*正文:*

▼

问题描述
在使用 callbacks.ModelCheckpoint()
并进行多 gpu 并行计算时,callbacks
函数会报错:
TypeError: can't pickle ...(different text at different situation) objects
这个错误形式其实跟使用多 gpu 训练时保存模型不当造成的错误比较相似:
To save the multi-gpu model, use
.save(fname)
or.save_weights(fname)
with the template model (the argument you passed tomulti_gpu_model
),
rather than the model returned bymulti_gpu_model
.
这个问题在我之前的文章中也有提到:[Keras] 使用Keras调用多GPU,并保存模型
。显然,在使用检查点时,默认还是使用了 paralleled_model.save()
,进而导致错误。为了解决这个问题,我们需要自己定义一个召回函数。
解决方法
法一
original_model = ...
parallel_model = multi_gpu_model(original_model, gpus=n)
class MyCbk(keras.callbacks.Callback):
def __init__(self, model):
self.model_to_save = model
def on_epoch_end(self, epoch, logs=None):
self.model_to_save.save('model_at_epoch_%d.h5' % epoch)
cbk = MyCbk(original_model)
parallel_model.fit(..., callbacks=[cbk])
法二
class ParallelModelCheckpoint(ModelCheckpoint):
def __init__(self,model,filepath, monitor='val_loss', verbose=0,
save_best_only=False, save_weights_only=False,
mode='auto', period=1):
self.single_model = model
super(ParallelModelCheckpoint,self).__init__(filepath, monitor, verbose,save_best_only, save_weights_only,mode, period)

▲

*给定数据:*
▼

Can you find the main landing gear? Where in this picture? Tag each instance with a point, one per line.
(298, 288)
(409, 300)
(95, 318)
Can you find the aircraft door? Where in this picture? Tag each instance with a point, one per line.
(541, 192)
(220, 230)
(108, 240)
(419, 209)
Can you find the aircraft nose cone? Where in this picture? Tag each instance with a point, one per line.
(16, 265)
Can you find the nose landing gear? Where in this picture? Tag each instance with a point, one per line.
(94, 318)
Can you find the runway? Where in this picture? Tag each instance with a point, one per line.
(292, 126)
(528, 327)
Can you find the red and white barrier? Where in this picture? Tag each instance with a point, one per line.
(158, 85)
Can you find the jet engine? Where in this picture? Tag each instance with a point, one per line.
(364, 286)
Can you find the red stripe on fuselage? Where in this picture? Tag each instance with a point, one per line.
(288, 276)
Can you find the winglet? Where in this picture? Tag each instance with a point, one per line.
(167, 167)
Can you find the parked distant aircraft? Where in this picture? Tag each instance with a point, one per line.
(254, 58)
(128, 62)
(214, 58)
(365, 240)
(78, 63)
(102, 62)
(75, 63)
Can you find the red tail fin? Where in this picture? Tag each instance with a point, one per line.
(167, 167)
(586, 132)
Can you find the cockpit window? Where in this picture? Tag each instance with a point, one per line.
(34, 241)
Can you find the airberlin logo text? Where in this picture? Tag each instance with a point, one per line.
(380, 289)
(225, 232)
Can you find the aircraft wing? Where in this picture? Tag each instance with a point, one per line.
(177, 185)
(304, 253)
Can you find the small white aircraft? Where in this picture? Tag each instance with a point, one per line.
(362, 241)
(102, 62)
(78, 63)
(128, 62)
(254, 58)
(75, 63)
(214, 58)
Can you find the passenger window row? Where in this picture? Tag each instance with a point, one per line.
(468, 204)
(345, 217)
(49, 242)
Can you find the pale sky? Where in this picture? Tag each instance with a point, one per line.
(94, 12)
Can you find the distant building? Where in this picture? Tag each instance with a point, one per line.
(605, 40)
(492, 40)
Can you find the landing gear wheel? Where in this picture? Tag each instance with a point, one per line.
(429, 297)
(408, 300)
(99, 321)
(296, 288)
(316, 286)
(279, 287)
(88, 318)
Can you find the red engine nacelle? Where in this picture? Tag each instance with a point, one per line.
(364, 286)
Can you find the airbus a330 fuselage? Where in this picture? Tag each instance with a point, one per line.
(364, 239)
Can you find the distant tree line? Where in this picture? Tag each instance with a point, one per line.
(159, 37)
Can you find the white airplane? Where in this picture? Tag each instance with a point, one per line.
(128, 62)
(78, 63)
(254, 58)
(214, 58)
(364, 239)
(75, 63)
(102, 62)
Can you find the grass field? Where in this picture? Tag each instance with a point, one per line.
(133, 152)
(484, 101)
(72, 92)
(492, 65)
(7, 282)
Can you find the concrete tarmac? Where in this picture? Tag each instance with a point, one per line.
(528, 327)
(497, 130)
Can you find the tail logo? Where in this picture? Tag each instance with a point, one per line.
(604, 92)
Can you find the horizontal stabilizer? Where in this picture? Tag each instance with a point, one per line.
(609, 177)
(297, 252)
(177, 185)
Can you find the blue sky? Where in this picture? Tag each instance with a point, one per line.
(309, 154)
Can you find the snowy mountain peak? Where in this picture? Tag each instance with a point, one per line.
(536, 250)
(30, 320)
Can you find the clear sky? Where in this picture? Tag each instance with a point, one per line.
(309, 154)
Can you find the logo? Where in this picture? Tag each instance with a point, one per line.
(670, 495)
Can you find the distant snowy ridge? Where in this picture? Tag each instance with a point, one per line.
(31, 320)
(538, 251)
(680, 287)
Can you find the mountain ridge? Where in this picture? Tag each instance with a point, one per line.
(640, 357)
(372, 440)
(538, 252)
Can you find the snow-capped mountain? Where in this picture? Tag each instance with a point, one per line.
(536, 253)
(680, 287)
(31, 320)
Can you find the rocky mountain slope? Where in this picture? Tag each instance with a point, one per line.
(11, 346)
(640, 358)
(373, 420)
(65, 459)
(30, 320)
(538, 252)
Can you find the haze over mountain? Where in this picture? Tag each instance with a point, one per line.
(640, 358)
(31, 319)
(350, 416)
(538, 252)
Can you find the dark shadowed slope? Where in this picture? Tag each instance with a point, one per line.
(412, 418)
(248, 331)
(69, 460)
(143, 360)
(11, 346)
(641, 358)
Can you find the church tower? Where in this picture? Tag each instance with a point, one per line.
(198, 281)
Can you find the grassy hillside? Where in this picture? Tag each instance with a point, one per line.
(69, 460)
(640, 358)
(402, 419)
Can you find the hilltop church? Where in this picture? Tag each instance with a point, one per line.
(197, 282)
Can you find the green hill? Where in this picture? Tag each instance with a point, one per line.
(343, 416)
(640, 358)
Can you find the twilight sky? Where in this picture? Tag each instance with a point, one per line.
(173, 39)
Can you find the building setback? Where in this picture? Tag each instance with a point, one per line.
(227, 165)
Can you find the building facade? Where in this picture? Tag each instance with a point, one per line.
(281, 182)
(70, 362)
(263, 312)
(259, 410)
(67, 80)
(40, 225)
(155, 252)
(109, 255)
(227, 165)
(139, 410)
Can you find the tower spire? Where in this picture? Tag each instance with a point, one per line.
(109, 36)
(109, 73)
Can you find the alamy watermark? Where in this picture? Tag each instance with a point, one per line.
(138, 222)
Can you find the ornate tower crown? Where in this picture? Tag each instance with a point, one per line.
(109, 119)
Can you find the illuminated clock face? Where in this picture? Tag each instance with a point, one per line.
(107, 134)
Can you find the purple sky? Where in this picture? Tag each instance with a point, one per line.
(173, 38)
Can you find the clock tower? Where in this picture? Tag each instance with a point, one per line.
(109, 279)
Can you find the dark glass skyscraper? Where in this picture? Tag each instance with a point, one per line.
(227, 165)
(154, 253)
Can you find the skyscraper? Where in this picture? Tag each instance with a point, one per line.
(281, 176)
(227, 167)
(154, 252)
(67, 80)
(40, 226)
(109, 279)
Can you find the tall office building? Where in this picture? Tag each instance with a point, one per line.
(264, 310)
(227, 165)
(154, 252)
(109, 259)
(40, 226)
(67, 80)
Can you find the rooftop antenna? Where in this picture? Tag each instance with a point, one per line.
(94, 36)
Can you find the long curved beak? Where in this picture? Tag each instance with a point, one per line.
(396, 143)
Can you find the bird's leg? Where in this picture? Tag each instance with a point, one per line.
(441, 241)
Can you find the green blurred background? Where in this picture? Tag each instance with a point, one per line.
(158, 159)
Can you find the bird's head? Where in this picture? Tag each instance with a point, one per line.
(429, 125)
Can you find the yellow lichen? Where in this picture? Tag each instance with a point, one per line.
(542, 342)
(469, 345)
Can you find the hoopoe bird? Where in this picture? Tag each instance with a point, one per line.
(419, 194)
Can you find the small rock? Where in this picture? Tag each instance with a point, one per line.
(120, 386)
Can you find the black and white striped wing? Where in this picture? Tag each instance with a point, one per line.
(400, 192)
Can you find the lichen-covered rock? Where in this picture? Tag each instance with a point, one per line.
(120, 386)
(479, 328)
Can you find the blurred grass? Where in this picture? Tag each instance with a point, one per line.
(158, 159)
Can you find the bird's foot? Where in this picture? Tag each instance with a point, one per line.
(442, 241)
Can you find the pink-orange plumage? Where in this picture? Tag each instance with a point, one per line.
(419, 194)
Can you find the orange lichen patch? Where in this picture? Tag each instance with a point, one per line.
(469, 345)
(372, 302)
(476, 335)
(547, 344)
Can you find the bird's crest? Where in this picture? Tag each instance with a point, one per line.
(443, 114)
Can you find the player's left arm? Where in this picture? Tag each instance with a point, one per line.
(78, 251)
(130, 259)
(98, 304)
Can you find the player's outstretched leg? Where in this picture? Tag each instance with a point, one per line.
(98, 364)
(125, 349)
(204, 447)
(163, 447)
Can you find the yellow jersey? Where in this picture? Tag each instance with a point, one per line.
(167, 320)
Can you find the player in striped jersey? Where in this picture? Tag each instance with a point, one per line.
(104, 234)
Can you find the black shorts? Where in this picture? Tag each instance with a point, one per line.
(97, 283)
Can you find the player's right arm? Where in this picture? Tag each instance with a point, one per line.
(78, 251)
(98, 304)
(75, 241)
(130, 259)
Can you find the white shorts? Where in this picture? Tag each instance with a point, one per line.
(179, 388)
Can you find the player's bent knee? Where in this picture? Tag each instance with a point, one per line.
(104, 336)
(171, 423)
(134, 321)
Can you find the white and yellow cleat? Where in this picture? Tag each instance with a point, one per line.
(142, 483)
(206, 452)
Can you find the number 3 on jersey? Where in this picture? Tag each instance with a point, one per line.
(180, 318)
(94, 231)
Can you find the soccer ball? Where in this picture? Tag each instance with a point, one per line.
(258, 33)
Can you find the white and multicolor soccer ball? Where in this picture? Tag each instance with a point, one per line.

▲

*任务目标:* 把上面讲多 GPU 保存模型的正文，从“parallel_model = multi_gpu_model(original_model, gpus=n)”开始，到“self.model_to_save.save('model_at_epoch_%d.h5' % epoch)”为止（包括这两处），一字不改地抄出来。

*输出结果:*
parallel_model = multi_gpu_model(original_model, gpus=n)
class MyCbk(keras.callbacks.Callback):
def __init__(self, model):
self.model_to_save = model
def on_epoch_end(self, epoch, logs=None):
self.model_to_save.save('model_at_epoch_%d.h5' % epoch)